→ Texte:

================================

Le label Supraphon propose un programme Martinů, partagé entre la France et les Etats-Unis. Le compositeur, après avoir obtenu une bourse, se rend dès 1923 à Paris où il étudie auprès d’Albert Roussel. Il y vit jusqu’en 1940, tout en retournant régulièrement dans sa Bohême natale, avant d’émigrer aux USA pour fuir la guerre et de s’y s’installer jusqu’en 1953. C’est là qu’il compose un concerto à la demande des époux Rabinof, Sylvia (1913-2001) et Benno (1910-1975). Ce dernier, Américain d’origine russe, est un grand virtuose qui a été l’un des derniers élèves de Leopold Auer. Le compositeur est alors très apprécié aux USA ; il y a déjà écrit un concerto pour le violoniste Mischa Elman. La série de ses six symphonies (sauf la Cinquième) est créée par des phalanges prestigieuses (Boston, Cleveland, Philadelphie) pendant cette période américaine.

================================

→ Entrées de données:

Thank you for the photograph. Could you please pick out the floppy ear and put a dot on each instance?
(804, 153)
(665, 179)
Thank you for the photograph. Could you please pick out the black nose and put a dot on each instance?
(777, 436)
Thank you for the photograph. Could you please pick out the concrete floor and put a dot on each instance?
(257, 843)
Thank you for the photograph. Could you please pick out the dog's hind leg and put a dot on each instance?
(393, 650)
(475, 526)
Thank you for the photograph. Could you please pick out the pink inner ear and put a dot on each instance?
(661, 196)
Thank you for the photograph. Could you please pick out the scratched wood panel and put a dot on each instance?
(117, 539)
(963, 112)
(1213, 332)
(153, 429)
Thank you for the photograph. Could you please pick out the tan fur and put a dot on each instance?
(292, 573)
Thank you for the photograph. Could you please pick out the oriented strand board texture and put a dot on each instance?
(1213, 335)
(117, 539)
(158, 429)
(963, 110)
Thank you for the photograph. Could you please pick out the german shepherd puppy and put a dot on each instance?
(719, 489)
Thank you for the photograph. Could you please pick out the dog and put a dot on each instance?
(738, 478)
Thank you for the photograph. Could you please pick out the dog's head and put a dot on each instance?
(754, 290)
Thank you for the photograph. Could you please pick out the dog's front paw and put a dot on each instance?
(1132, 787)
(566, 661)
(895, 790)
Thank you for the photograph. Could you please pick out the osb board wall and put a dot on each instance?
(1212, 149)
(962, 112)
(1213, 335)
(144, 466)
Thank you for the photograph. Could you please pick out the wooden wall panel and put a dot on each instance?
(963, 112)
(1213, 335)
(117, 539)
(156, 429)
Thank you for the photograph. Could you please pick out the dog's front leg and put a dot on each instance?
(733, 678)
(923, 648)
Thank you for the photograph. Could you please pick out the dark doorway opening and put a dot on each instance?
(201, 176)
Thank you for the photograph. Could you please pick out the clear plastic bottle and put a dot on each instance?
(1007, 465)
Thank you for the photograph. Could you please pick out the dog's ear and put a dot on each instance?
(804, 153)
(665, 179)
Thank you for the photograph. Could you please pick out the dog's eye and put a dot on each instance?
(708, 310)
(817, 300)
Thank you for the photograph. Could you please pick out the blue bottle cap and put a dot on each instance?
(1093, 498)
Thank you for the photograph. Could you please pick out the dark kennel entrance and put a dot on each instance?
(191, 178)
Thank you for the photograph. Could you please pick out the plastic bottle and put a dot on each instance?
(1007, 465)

================================

→ Consignes:
**A.** D’après le texte, auprès de qui Martinů étudie-t-il à Paris ?
**B.** Recopiez sans rien changer le passage du texte allant de « Le label Supraphon » jusqu’à « cette période américaine. » inclus.

→ Corrigé des exercices:
**A.** Auprès d’Albert Roussel.

**B.**
Le label Supraphon propose un programme Martinů, partagé entre la France et les Etats-Unis. Le compositeur, après avoir obtenu une bourse, se rend dès 1923 à Paris où il étudie auprès d’Albert Roussel. Il y vit jusqu’en 1940, tout en retournant régulièrement dans sa Bohême natale, avant d’émigrer aux USA pour fuir la guerre et de s’y s’installer jusqu’en 1953. C’est là qu’il compose un concerto à la demande des époux Rabinof, Sylvia (1913-2001) et Benno (1910-1975). Ce dernier, Américain d’origine russe, est un grand virtuose qui a été l’un des derniers élèves de Leopold Auer. Le compositeur est alors très apprécié aux USA ; il y a déjà écrit un concerto pour le violoniste Mischa Elman. La série de ses six symphonies (sauf la Cinquième) est créée par des phalanges prestigieuses (Boston, Cleveland, Philadelphie) pendant cette période américaine.